— Begin —
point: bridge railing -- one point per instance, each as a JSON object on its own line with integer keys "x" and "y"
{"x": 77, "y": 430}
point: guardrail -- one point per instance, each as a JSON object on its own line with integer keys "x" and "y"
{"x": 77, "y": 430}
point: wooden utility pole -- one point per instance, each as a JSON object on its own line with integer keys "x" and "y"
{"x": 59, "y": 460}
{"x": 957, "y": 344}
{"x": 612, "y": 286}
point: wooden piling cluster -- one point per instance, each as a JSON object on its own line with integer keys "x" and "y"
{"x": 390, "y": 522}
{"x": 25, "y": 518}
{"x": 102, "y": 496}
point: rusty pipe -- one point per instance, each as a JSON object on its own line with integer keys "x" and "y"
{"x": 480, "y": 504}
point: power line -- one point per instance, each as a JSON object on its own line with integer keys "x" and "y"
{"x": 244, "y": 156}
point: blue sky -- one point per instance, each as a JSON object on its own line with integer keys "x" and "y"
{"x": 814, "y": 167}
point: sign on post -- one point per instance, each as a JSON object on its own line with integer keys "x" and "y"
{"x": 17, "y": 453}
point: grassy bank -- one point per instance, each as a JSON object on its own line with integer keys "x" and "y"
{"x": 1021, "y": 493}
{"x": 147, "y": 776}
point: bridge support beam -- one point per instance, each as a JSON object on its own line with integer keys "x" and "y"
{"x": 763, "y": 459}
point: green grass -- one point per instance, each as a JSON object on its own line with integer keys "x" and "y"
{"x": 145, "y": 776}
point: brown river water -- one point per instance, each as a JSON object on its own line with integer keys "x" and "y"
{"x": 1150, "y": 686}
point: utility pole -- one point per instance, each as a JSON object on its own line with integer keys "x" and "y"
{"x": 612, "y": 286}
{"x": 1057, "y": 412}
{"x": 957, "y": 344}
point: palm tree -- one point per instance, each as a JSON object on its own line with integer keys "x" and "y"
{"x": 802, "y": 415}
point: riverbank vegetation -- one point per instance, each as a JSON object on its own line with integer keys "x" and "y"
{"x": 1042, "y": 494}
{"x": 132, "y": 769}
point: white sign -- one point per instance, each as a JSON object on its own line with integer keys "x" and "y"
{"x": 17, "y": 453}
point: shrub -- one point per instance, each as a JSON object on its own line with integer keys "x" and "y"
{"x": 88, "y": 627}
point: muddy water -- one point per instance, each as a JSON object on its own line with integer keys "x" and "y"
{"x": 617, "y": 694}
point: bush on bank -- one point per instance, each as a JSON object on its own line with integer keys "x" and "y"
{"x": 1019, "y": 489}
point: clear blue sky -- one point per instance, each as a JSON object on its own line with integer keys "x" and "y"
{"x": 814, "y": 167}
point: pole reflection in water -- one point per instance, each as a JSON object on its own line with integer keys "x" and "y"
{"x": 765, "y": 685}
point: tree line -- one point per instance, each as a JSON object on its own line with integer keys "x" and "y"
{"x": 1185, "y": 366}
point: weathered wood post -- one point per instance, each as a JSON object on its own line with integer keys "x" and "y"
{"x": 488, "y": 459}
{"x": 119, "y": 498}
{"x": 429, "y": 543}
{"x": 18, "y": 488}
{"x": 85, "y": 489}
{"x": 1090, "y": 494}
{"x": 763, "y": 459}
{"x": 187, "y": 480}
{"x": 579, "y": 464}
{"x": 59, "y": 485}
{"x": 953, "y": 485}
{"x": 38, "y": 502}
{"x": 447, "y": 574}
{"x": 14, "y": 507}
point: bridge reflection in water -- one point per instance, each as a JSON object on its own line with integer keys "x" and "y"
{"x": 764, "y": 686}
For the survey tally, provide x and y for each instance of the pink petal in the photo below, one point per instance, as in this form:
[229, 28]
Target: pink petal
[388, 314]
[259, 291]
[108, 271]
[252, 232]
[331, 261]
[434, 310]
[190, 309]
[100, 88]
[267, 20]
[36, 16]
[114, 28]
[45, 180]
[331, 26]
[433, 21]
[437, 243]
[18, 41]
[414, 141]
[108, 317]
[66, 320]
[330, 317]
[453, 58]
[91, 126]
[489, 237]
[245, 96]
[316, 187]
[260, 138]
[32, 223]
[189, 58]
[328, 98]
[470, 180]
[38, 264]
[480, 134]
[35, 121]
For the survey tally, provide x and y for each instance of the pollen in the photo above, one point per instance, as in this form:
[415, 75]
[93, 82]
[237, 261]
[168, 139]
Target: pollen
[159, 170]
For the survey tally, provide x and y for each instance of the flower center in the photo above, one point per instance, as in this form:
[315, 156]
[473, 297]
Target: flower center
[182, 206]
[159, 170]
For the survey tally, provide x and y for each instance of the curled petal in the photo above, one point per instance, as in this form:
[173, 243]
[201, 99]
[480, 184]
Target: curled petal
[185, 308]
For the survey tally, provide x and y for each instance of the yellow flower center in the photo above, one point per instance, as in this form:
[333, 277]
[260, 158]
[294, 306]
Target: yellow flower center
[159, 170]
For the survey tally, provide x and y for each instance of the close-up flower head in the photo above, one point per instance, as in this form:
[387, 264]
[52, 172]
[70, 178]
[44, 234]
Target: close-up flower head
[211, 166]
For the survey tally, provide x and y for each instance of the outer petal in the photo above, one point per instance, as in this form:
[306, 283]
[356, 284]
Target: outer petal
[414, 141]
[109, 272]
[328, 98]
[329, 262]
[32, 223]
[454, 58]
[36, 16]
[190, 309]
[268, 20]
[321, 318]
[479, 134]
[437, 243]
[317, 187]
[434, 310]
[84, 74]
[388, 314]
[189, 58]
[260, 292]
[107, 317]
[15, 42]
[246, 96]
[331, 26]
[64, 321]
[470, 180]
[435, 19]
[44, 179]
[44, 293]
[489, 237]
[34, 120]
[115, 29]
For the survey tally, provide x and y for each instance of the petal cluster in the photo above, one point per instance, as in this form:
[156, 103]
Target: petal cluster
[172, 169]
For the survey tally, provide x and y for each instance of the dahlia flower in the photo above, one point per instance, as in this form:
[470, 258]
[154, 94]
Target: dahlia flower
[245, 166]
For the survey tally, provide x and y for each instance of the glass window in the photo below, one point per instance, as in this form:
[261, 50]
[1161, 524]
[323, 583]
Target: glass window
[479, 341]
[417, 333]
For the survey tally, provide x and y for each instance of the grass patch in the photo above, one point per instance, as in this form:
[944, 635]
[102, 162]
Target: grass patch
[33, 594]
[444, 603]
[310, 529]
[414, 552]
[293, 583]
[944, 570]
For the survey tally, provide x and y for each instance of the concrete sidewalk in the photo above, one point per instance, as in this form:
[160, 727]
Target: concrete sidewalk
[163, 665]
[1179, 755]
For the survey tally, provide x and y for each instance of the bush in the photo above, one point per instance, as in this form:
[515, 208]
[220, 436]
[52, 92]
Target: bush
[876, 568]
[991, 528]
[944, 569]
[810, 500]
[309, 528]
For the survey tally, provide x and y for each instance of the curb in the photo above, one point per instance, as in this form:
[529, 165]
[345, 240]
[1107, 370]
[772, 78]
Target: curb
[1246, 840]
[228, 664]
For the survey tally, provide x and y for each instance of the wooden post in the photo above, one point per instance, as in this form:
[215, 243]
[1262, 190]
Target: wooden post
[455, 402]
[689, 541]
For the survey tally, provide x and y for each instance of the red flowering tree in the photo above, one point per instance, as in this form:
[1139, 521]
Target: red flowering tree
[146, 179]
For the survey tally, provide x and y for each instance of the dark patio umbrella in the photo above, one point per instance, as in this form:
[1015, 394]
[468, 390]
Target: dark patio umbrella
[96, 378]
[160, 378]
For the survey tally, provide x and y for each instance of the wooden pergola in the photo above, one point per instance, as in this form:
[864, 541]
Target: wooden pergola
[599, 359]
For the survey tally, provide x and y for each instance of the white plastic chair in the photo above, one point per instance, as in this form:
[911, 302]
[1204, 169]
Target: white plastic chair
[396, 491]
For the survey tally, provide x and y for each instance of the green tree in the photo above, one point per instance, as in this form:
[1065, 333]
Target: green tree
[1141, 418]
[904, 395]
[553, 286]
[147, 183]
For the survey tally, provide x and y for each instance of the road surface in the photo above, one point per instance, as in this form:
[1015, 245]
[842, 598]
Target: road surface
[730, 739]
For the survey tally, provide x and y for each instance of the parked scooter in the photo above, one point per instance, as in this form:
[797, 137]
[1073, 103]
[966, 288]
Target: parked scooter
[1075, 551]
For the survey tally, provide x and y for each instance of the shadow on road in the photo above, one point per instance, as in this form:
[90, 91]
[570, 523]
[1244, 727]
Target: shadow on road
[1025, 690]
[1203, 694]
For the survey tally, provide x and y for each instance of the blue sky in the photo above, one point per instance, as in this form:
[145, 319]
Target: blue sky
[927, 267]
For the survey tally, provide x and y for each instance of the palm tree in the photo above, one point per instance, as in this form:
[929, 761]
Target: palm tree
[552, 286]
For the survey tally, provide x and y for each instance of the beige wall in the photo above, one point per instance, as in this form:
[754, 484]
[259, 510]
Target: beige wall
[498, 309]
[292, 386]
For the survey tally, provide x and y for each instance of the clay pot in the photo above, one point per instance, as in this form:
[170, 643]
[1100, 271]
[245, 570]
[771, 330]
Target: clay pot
— End —
## PROBLEM TO WORK ON
In the records above, locate the line that contains "of the palm". Repeat it and every line after it, exactly, and nothing else.

## OUTPUT FOR THIS EXERCISE
For the survey tally, provide x and y for each instance of the palm tree in the photo above, one point per instance, as in this form:
[929, 761]
Target: palm tree
[552, 286]
For the survey tally, provide x and y for each instance of the beige wall in the photo above, one point per instance, as in this form:
[754, 484]
[259, 510]
Target: beige wall
[498, 309]
[292, 386]
For the survey tally, provide x and y for each instance of the clay pot in the photo above, one point per instance, as in this form:
[170, 643]
[1100, 271]
[245, 570]
[771, 330]
Target: clay pot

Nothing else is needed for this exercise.